*EXERCISE 1:*
In the listing below, take the stretch from the line containing "Where can the black" through the line containing "point(372, 330)" and lay it out as a JSON list of strings, one string per line, with blank lines omitted.

*ARTICLE:*
Social Media: An Outlet for Young LGBTQ+ (Part I)

A 2004 study by Lisa M. Diamond and Sarah Lucas of the University of Utah shows that revealing your sexual orientation to others often leads to being judged and a loss of friends, if you’re LGBTQ+ .

By Sarah Langot

Can online platforms be an outlet for young LGBTQ+ers? To answer this question, we talked to two people aged 20-25 who are part of the LGBTQ+ community, and who often use social media.

Marina calls herself “aromantic,” in other words, asexual and non-binary. Of French and Malian origin, she doesn’t feel any discrimination from her entourage, but she does feel a lot of pressure.
Her family would prefer her to adapt to a “hetero-normal” role – for her to get married and start a family. She feels this pressure from the media she consumes, be it films, series, books, or other media. According to her, they show love and sexual relationships as the normal path to follow.

This young woman uses social media as an escape: “I emancipate myself especially through Tumblr, because I rarely come across people I know from my daily life. The people I follow are LGBTQ+ community people, who accept the aro ace (aromantic and asexual) into their community. Through this, I’m more confident to express myself in terms of what my reality is as an aro ace, non-binary person,” she says.

Without social media, Marina would never have heard about aromanticism, asexuality or being non-binary (not identifying exclusively as male or female).

She would probably have considered herself cisgender (a person whose sense of personal identity and gender corresponds with their birth sex) and heterosexual. Her sexuality would have been difficult to express, as she would never have had a role model or a point of reference. She thinks she would have felt very much alone.

*EXERCISE 2:*
Reproduce word for word the stretch of the article above from "A 2004 study" through "lot of pressure.".

*INPUT ROWS:*
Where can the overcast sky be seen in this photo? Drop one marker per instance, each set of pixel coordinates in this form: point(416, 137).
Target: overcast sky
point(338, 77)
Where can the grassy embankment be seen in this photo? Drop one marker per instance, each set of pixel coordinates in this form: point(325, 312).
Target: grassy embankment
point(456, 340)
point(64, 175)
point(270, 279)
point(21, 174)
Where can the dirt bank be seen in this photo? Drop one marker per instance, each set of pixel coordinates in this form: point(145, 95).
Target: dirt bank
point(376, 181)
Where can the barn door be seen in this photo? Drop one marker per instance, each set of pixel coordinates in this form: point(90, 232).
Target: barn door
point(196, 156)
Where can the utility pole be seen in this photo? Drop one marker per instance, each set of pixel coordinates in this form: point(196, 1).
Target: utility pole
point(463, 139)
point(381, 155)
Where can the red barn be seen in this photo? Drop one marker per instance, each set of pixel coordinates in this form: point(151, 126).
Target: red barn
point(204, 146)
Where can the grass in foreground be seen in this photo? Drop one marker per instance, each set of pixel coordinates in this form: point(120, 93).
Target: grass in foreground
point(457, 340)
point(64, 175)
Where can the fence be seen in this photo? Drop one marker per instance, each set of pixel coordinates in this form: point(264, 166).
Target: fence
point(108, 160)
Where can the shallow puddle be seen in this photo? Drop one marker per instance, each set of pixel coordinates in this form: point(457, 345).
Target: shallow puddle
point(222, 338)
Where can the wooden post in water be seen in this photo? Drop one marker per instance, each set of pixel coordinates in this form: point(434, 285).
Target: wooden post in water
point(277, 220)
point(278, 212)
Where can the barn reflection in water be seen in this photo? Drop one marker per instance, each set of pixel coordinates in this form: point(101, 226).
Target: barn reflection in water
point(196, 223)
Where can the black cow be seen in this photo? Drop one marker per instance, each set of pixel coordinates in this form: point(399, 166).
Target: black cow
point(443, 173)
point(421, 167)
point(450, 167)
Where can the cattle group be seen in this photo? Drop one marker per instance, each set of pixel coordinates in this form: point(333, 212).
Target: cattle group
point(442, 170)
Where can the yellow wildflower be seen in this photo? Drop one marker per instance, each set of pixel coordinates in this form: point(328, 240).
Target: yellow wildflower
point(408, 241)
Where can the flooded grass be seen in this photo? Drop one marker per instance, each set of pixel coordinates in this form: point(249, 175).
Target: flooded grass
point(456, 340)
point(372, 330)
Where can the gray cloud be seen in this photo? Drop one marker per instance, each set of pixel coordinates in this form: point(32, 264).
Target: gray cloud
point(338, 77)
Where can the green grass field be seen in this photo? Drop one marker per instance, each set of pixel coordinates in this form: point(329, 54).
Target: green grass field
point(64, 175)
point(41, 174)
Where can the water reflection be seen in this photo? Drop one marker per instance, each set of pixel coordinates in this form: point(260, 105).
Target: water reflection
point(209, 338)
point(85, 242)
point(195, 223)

*WRITTEN RESPONSE 1:*
[
  "Where can the black cow be seen in this photo? Drop one marker per instance, each set of pixel coordinates in this form: point(399, 166).",
  "Target: black cow",
  "point(443, 173)",
  "point(421, 167)",
  "point(450, 167)",
  "Where can the cattle group be seen in this photo? Drop one marker per instance, each set of pixel coordinates in this form: point(333, 212).",
  "Target: cattle group",
  "point(442, 170)",
  "Where can the yellow wildflower be seen in this photo? Drop one marker per instance, each set of pixel coordinates in this form: point(328, 240).",
  "Target: yellow wildflower",
  "point(408, 241)",
  "Where can the flooded grass be seen in this photo? Drop one marker per instance, each set of pixel coordinates in this form: point(249, 175).",
  "Target: flooded grass",
  "point(456, 340)",
  "point(372, 330)"
]

*WRITTEN RESPONSE 2:*
A 2004 study by Lisa M. Diamond and Sarah Lucas of the University of Utah shows that revealing your sexual orientation to others often leads to being judged and a loss of friends, if you’re LGBTQ+ .

By Sarah Langot

Can online platforms be an outlet for young LGBTQ+ers? To answer this question, we talked to two people aged 20-25 who are part of the LGBTQ+ community, and who often use social media.

Marina calls herself “aromantic,” in other words, asexual and non-binary. Of French and Malian origin, she doesn’t feel any discrimination from her entourage, but she does feel a lot of pressure.